# Quoted text
════

Lent 2008

A long-standing dilemma for those who are serious about marking the season of Lent is whether to give something up (booze, chocolate, church meetings or whatever) or take something extra on (commitment to a cause serving other people, or justice and peace, or the environment, or making time for concerts and exhibitions, or additional church activities). Or maybe a bit of both?

The traditional disciplines of fasting and self-denial are unfashionable, but remain important – and are well-understood by our Muslim neighbours, to whom we need to bear a convincing witness. We do these things, not for their own sake, still less to demonstrate our piety (do them in secret, says Jesus), but in order to simplify cluttered lives and focus on essentials, as laid out in the gospels. (Which is a good reason not to have unnecessary church meetings.) Lent needs its own feel – sombre and serious – but should not be joyless!

Some of you already picked up one or more extra commitments at the ‘action stations’ tables in our service for the Week of Prayer for Christian Unity, and Lent is a good time to work on them. And making it a priority to attend not only the Sunday service, but a midweek one too, with opportunity for fellowship and discussion, is particularly appropriate too.

So what we propose at St George’s is a Lenten – and very Anglican! – balance between ‘less’ and ‘more’. To start the process, and set the tone, we have a pancake party on Shrove Tuesday, at 7pm in the Rectory. (We can’t use the crypt because it is NTMTC night – but have future plans for events there!) Pancakes will be provided, but please bring food to share. Children are especially welcome, and you can come and go as you wish. On Ash Wednesday, St Paul’s School will come into church at 9.30am (for which we need last year’s palm crosses for burning – please bring them to church the previous Sunday), and the eucharist will be celebrated at 1pm and 7.30pm, with the imposition of ashes at both services.

════

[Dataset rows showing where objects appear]
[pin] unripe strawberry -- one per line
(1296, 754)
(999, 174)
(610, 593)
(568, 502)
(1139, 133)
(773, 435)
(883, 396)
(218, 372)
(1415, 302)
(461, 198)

════

# Instruction A
List every clock time named in the Lent 2008 text, along with the event set for each.
# Instruction B
Carry on the Lent 2008 text from the point where it stops.

# Answer A
- 7pm: the pancake party on Shrove Tuesday in the Rectory
- 9.30am: St Paul's School comes into church on Ash Wednesday
- 1pm: the eucharist on Ash Wednesday, with the imposition of ashes
- 7.30pm: the eucharist on Ash Wednesday, with the imposition of ashes

# Answer B
On subsequent Wednesdays, the 1pm service will be followed by a simple lunch of bread and soup (bring your own sandwiches and/or fruit), with discussion, for those who can stay. And there will be an additional event each Thursday from 7.30-9pm, in the panelled room, beginning with a short eucharist and leading into a study session. Rather than use one of the published Lent courses we have opted to produce our own sessions, reflecting the issues and concerns of our congregation: a mix of biblical, liturgical and ethical themes.

We are committed to sharing Lent and Holy Week with St Mary’s. Although we will have separate events on Thursday evenings (their service and study group is at 7pm), some of us plan to be with them on Saturday mornings at the 10am eucharist followed by a time of silence, and some of them hope to be with us on Wednesday lunchtimes. This also gives a wider range of options for those who cannot get to servcies at their own church.

More on Holy Week next time, but note that 2 March is Mothering Sunday and will be a special all-age service. Plan to be present, so that those who are going on to visit their mums can take them the church’s blessing. This service will also focus on the diocesan Lent Appeal…..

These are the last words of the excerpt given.